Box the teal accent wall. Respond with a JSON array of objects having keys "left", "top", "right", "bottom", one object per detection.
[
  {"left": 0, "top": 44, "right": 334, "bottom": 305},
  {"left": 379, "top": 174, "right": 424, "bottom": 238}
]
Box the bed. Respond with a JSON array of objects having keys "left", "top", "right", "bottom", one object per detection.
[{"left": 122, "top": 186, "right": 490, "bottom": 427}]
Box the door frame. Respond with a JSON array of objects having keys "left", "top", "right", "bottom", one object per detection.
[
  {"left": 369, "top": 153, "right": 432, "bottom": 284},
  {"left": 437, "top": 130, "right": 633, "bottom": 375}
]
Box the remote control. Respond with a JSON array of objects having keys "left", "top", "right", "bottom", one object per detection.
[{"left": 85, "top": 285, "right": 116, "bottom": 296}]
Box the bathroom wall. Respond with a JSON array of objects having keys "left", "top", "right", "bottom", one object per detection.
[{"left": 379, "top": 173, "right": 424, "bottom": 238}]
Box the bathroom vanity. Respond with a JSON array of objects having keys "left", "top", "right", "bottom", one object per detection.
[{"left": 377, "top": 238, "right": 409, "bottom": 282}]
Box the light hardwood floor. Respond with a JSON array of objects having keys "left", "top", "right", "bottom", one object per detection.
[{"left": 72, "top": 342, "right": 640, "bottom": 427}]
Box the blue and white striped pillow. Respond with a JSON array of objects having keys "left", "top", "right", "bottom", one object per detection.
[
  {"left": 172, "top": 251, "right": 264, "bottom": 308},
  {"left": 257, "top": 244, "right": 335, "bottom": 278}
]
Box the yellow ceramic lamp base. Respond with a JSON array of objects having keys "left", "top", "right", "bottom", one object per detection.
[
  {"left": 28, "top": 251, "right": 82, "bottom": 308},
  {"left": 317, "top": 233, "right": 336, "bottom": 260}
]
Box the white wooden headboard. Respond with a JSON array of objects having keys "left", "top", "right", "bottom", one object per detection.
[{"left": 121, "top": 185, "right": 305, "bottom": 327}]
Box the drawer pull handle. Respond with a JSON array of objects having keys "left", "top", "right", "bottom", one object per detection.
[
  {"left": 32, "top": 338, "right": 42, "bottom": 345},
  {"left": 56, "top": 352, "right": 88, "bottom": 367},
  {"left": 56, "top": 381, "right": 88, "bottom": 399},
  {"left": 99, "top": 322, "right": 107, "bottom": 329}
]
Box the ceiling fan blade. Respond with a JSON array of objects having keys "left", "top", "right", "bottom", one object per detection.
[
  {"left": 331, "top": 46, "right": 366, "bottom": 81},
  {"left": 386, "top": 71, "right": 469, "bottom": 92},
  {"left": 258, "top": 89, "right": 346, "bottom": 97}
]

| Your goal |
The output should be exactly the lines from the one containing "Box the drawer" to the final line of the listing above, inclusive.

| Task response |
Box the drawer pull handle. Respond with a JSON array of objects having keys "left", "top", "right", "bottom", one object per detection.
[
  {"left": 32, "top": 338, "right": 42, "bottom": 345},
  {"left": 56, "top": 352, "right": 88, "bottom": 367},
  {"left": 56, "top": 381, "right": 88, "bottom": 399},
  {"left": 99, "top": 322, "right": 107, "bottom": 329}
]
Box the ceiling fan blade. Respond with a JSON array of objects having keys "left", "top", "right", "bottom", one object per detection.
[
  {"left": 331, "top": 46, "right": 366, "bottom": 81},
  {"left": 386, "top": 71, "right": 469, "bottom": 92},
  {"left": 258, "top": 89, "right": 346, "bottom": 97}
]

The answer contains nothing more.